Output the following lines unchanged, from the line with "In this exercise you will mark the goatee" up to and including the line with "<point>287,219</point>".
*** TASK INPUT ***
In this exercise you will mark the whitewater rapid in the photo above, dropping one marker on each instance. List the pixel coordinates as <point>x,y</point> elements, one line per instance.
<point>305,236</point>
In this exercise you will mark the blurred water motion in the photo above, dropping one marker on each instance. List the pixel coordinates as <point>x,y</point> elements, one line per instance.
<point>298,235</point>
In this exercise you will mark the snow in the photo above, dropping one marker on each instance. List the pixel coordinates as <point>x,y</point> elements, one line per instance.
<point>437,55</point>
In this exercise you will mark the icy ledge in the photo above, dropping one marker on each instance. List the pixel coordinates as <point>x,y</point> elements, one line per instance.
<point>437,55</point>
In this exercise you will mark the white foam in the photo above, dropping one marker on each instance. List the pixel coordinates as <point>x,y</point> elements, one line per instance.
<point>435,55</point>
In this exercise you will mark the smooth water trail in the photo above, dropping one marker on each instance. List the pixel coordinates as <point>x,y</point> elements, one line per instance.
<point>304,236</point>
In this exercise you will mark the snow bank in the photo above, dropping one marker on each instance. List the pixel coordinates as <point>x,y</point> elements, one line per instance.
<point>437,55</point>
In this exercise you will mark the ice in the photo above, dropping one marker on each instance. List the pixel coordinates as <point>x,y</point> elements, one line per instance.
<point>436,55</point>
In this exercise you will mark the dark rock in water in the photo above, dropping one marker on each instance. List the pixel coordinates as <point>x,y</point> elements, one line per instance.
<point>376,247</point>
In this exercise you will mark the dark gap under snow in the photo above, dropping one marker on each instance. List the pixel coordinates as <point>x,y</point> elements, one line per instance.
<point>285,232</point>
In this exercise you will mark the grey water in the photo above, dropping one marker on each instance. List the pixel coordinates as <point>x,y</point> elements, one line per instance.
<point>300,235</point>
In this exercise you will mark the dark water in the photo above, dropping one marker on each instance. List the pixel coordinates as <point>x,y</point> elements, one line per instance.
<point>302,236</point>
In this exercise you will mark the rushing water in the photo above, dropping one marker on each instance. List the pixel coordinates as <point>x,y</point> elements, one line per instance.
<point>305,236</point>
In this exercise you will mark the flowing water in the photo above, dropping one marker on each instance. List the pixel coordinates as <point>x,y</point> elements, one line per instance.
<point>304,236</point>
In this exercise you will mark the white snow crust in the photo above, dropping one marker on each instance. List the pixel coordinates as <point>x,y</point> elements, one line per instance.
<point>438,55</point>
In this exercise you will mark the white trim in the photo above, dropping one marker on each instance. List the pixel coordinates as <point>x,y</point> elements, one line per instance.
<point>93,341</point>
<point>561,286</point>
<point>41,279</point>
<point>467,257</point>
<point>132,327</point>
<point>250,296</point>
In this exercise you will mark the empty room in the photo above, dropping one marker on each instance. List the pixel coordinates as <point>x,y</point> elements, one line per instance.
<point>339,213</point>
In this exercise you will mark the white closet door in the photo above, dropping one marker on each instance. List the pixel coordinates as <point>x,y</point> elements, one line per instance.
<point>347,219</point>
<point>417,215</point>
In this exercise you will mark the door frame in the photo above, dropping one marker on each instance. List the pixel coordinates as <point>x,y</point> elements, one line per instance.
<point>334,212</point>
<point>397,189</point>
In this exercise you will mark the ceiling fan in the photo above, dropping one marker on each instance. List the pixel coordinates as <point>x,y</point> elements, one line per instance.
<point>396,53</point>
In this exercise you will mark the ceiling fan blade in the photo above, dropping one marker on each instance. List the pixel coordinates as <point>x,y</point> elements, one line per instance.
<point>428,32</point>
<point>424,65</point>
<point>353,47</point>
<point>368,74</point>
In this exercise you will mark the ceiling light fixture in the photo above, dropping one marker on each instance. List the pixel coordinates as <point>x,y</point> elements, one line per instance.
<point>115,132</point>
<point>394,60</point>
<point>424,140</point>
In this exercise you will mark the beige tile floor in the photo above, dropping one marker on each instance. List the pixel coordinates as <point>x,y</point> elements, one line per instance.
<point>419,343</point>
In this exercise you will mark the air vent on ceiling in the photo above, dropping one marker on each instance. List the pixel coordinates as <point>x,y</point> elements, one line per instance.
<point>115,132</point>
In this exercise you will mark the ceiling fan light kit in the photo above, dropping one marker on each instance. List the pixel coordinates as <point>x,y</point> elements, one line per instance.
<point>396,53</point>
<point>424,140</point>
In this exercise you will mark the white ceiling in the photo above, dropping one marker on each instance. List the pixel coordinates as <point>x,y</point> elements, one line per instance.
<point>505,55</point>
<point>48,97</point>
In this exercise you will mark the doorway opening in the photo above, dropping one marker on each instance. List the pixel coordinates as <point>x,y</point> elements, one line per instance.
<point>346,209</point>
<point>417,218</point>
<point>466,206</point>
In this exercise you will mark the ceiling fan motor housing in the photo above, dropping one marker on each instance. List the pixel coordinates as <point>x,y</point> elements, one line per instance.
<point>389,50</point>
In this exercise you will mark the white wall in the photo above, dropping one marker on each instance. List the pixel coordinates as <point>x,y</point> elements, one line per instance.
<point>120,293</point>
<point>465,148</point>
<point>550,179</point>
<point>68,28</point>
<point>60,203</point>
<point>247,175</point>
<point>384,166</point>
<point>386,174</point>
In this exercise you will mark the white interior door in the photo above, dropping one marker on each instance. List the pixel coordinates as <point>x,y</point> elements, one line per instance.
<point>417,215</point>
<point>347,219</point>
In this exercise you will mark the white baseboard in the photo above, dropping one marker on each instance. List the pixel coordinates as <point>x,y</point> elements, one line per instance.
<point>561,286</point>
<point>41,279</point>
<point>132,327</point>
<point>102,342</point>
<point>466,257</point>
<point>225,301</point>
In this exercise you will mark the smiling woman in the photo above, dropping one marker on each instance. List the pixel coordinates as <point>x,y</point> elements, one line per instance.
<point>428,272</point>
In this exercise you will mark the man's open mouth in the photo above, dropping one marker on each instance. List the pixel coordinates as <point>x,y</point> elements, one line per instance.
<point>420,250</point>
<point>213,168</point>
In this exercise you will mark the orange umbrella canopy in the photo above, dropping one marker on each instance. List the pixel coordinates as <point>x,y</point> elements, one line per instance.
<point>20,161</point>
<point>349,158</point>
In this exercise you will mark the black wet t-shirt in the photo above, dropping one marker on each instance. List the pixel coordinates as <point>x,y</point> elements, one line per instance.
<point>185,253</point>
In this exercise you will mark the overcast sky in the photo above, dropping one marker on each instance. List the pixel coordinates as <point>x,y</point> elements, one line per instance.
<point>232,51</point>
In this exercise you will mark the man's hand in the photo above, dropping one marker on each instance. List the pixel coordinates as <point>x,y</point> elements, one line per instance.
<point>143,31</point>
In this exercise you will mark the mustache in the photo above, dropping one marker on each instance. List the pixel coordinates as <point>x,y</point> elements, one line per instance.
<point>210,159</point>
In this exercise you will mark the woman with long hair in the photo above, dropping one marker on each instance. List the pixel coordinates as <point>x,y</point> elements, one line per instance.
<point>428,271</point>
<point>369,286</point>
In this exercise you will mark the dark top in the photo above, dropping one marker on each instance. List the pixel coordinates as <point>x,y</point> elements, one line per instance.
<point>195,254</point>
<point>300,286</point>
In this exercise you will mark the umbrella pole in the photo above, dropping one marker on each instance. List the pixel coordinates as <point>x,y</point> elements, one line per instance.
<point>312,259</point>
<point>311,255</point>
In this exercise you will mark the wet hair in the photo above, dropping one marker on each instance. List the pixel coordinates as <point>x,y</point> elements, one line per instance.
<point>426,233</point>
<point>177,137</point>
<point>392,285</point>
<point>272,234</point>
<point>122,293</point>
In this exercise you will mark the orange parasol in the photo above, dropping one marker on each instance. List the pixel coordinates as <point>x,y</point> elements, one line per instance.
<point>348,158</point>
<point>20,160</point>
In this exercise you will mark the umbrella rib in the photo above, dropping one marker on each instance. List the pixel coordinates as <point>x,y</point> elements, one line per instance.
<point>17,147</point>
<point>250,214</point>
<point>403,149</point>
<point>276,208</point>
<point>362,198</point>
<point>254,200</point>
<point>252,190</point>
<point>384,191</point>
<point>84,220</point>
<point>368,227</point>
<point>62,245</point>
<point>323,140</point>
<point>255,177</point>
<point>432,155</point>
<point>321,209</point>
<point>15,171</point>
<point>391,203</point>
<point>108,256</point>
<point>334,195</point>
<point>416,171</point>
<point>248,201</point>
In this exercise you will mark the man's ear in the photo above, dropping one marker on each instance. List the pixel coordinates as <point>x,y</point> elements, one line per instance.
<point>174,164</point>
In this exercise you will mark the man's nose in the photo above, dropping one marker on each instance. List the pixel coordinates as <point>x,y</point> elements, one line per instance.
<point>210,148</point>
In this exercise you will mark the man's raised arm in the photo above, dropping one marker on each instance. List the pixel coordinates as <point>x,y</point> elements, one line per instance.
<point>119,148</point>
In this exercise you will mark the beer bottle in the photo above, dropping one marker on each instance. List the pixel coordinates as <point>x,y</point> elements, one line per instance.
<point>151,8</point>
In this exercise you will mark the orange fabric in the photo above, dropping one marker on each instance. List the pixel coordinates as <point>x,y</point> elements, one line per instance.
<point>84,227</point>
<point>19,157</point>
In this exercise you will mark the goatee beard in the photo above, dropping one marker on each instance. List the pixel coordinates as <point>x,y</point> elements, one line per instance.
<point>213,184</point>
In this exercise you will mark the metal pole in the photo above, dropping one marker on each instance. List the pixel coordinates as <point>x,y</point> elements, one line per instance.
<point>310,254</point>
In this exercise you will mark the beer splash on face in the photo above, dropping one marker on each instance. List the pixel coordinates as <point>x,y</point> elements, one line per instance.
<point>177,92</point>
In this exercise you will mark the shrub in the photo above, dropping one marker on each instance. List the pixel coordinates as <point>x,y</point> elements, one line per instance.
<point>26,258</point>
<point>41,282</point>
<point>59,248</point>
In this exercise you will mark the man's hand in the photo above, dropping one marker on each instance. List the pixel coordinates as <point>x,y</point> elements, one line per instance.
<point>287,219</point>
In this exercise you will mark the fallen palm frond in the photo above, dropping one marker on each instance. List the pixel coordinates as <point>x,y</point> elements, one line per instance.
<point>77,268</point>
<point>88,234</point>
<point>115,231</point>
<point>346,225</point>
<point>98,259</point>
***
*** TASK INPUT ***
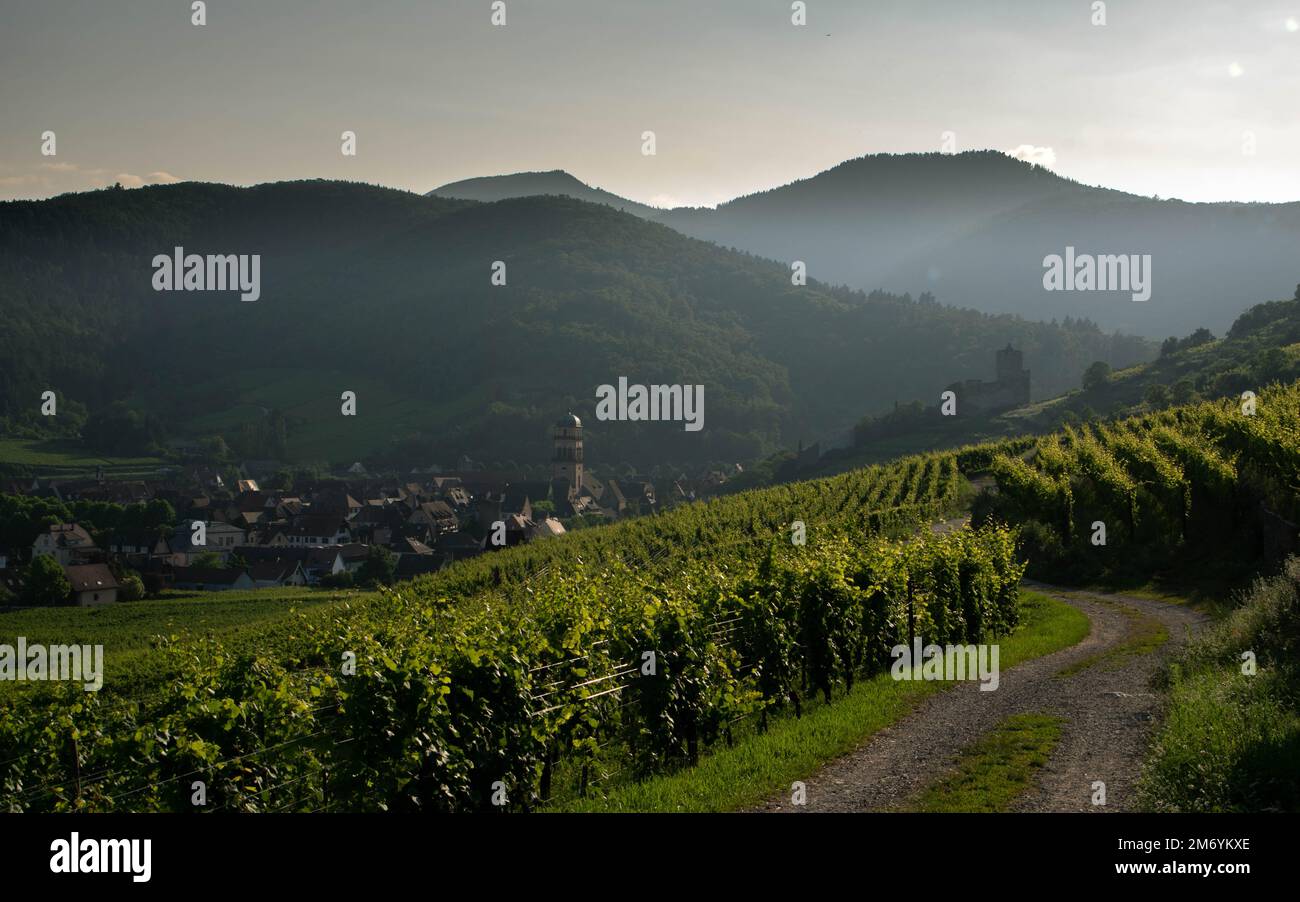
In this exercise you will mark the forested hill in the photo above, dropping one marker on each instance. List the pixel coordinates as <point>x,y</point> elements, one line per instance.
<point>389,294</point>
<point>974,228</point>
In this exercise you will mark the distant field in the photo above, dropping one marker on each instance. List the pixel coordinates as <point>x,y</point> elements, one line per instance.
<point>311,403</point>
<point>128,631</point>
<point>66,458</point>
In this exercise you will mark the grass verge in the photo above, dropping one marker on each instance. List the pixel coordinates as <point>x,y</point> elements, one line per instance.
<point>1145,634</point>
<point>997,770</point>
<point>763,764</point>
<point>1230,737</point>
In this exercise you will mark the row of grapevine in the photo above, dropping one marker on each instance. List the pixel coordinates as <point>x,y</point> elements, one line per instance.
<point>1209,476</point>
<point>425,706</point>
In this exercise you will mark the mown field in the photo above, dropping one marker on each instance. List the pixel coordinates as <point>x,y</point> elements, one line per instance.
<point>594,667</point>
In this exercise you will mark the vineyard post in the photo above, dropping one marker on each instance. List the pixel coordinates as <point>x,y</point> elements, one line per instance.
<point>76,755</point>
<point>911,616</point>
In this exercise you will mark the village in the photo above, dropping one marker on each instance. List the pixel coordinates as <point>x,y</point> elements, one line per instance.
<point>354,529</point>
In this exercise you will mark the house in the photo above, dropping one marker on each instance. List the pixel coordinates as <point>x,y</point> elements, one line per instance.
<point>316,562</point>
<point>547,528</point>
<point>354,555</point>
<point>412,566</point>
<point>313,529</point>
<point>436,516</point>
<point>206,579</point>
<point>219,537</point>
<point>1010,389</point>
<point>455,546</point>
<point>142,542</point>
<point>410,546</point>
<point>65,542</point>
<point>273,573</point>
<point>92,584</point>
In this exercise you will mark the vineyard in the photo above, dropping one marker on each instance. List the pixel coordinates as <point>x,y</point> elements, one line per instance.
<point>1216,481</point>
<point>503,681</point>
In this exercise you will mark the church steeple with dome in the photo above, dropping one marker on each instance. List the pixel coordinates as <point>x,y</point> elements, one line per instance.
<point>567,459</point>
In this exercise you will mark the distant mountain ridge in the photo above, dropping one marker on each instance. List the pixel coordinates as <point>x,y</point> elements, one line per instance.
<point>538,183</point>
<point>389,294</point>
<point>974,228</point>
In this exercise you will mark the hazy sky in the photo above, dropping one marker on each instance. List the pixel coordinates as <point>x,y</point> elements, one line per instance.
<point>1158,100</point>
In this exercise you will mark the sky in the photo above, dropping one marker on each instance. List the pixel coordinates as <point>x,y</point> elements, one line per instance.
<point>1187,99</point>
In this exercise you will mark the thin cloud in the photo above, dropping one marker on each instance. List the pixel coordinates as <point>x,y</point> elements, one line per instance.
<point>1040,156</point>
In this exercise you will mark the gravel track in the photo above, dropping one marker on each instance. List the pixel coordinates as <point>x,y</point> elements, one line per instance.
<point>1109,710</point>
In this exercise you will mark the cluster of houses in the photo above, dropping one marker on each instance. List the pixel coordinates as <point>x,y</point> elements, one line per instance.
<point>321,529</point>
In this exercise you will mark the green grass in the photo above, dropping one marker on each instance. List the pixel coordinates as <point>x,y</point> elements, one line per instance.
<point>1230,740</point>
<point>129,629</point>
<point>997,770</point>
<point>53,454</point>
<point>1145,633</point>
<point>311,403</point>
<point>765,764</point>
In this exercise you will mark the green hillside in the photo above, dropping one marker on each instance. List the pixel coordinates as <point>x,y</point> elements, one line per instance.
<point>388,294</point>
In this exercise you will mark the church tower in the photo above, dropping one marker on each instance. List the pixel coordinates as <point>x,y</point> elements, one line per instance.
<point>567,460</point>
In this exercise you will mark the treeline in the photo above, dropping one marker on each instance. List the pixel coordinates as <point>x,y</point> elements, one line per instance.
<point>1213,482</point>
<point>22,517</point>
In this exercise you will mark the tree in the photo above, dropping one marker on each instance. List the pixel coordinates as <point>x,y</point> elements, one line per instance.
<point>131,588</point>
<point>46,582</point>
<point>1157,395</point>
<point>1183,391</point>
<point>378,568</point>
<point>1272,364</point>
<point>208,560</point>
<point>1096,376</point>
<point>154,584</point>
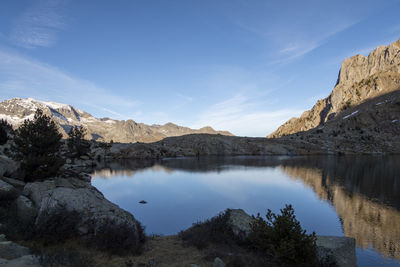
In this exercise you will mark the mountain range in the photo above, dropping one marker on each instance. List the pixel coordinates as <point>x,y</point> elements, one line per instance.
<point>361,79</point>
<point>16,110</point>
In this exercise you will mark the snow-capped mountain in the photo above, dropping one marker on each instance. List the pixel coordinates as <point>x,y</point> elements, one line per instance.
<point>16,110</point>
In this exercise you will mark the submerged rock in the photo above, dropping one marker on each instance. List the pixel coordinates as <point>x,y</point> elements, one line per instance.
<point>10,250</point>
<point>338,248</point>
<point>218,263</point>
***
— ANSWER —
In this exercise you will mark the goatee beard in the photo above, dropping one marker on each instance. List the pixel coordinates as <point>x,y</point> elements, one line per instance.
<point>213,184</point>
In this exercise you will mark the metal pole in the photo above, dropping one marker on each instance. List the pixel coordinates as <point>x,y</point> elements, one line per instance.
<point>310,254</point>
In this exercise you will mark the beer splash on face in the photo above, dropping one marker on each instance. List the pixel coordinates as <point>x,y</point> elements, one line per instance.
<point>177,92</point>
In this exercise you will mark the shrub in the photo above, dropping one marker on each instance. List the pixel coordinates as <point>x,y</point> elements, one line per instance.
<point>26,258</point>
<point>41,282</point>
<point>59,248</point>
In this exercise you will mark the man's hand in the photo above, dropping one marker on each instance. List the pixel coordinates as <point>x,y</point> elements, one line per instance.
<point>287,219</point>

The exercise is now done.